Source records
>>>>>
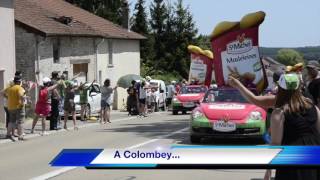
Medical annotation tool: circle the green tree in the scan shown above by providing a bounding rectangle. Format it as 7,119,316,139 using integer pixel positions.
150,0,167,73
173,0,198,78
66,0,128,25
276,49,304,66
131,0,153,67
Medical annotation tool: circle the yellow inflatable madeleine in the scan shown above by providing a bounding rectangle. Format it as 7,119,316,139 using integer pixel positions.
240,11,266,29
211,21,239,38
286,66,293,72
203,50,213,59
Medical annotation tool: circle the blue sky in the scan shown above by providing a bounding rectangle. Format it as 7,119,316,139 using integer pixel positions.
129,0,320,47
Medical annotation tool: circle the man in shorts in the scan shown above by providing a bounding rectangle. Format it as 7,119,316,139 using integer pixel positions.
5,76,25,140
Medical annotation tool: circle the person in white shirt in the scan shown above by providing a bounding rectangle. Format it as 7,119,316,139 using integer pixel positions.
138,81,147,117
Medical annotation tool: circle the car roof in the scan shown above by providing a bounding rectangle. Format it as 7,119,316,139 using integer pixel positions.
185,85,207,87
208,86,258,95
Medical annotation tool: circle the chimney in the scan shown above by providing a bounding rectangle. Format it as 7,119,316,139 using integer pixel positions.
121,0,130,31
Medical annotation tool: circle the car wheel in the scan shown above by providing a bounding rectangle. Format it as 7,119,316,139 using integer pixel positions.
172,110,178,115
190,135,201,144
84,104,91,119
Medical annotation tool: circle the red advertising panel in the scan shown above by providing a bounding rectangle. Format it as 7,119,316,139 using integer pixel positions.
211,11,267,92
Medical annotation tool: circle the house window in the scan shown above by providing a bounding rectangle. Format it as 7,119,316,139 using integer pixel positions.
52,38,60,63
108,40,113,66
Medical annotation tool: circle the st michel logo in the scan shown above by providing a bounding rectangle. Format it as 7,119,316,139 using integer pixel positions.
227,33,252,54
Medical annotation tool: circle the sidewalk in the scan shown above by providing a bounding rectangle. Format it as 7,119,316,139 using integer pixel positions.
0,111,128,144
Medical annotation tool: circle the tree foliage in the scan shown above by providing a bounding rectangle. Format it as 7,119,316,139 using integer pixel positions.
130,0,153,67
276,49,304,66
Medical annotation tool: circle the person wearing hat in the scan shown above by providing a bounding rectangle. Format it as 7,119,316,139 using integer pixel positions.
31,77,58,135
307,61,320,107
4,76,25,140
166,81,177,108
49,71,63,130
265,73,320,180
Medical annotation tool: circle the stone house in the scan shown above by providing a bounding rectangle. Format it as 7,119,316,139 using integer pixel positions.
15,0,145,109
0,0,15,124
<<<<<
Change "scan" to "image" everywhere it appears in the entries above, and write all the entries out again with nothing else altered. Leave the pictures out.

## [FULL RESPONSE]
Medical annotation tool: circle the green tree in the image shown above by providing a bounding rectangle. Format it as 7,119,316,139 using integer pixel positions.
150,0,167,73
173,0,198,78
66,0,128,25
276,49,304,66
131,0,153,67
Medical annotation tool: circle the yellow inflatable madeleine in the image shown above by providing a bounding rectangle. Format it as 7,119,316,139 using integer pixel positions.
240,11,266,29
211,21,239,38
286,66,293,72
203,50,213,59
Medical annotation tool: circle the blue sky in the image shown above by providing a bounding rectangle. Format it as 7,119,316,139 using integer pixel positions.
129,0,320,47
Medical annotation tool: circle the man in shorts in the image shown above by providing a bounding rectangle. Format it as 7,119,316,139 using integer pixel positions.
5,76,25,140
Medical annotation tool: circle the person in white shirt in the image shown above by providing a bounding rectangle. Format it as 7,119,316,139 using integer pixel positions.
138,81,147,117
Medical annotation tool: circle the car roof in the image shown above by providing a bounding rectangle. Format it as 7,119,316,139 using integer pixel positions.
185,85,207,87
208,86,258,95
Medical annotation tool: circle the chimney in the image shown above by providing a bounding rectangle. Format it as 7,119,316,139 using integer pixel positions.
121,0,130,31
Medical annotation tool: circle the car wheel in the image shown above by providing a bounding rectangle. Format it as 7,119,316,139 using integer pixel positions.
172,110,178,115
190,135,201,144
84,104,91,119
Medical annotation tool: circle the red advertising panel in the image shown above by providing a bounding rectangle. Format it as 7,119,316,139 using integer pixel positions.
211,11,267,92
Medical annotation tool: circle the house window in the image shown above by providing a bounding rectangle. Format it as 7,119,316,139 using integer pixel positions.
52,38,60,63
108,40,113,66
Medical annotation tool: circle the st michel logo in the image shown above by providing a bounding rectangle. Format it as 7,119,316,139 using integer pixel positions.
227,33,252,54
Medical annotation tool: circle the sidewalk in the image shown above by providing a bounding rectangle. Format it as 7,119,316,139 using integer pixel positions.
0,111,128,144
Medical annotation tool: circle the tree foliage in the image shown above by providing a bounding rectangle. Format it as 7,119,316,139 using integer pixel positions.
130,0,153,67
276,49,304,66
Medical annotation tool: circle the person wearing hat in the image shown above by providing a bounding rectangle. Format it as 7,119,316,139 using integer pixel positions.
31,77,58,135
307,61,320,107
4,76,25,140
166,81,177,108
49,71,63,130
265,73,320,180
Medical annotation tool: circle the stone house in the image shown above by providing a bounding rectangle. Format it as 7,119,316,139 using integer pixel positions.
15,0,145,109
0,0,15,124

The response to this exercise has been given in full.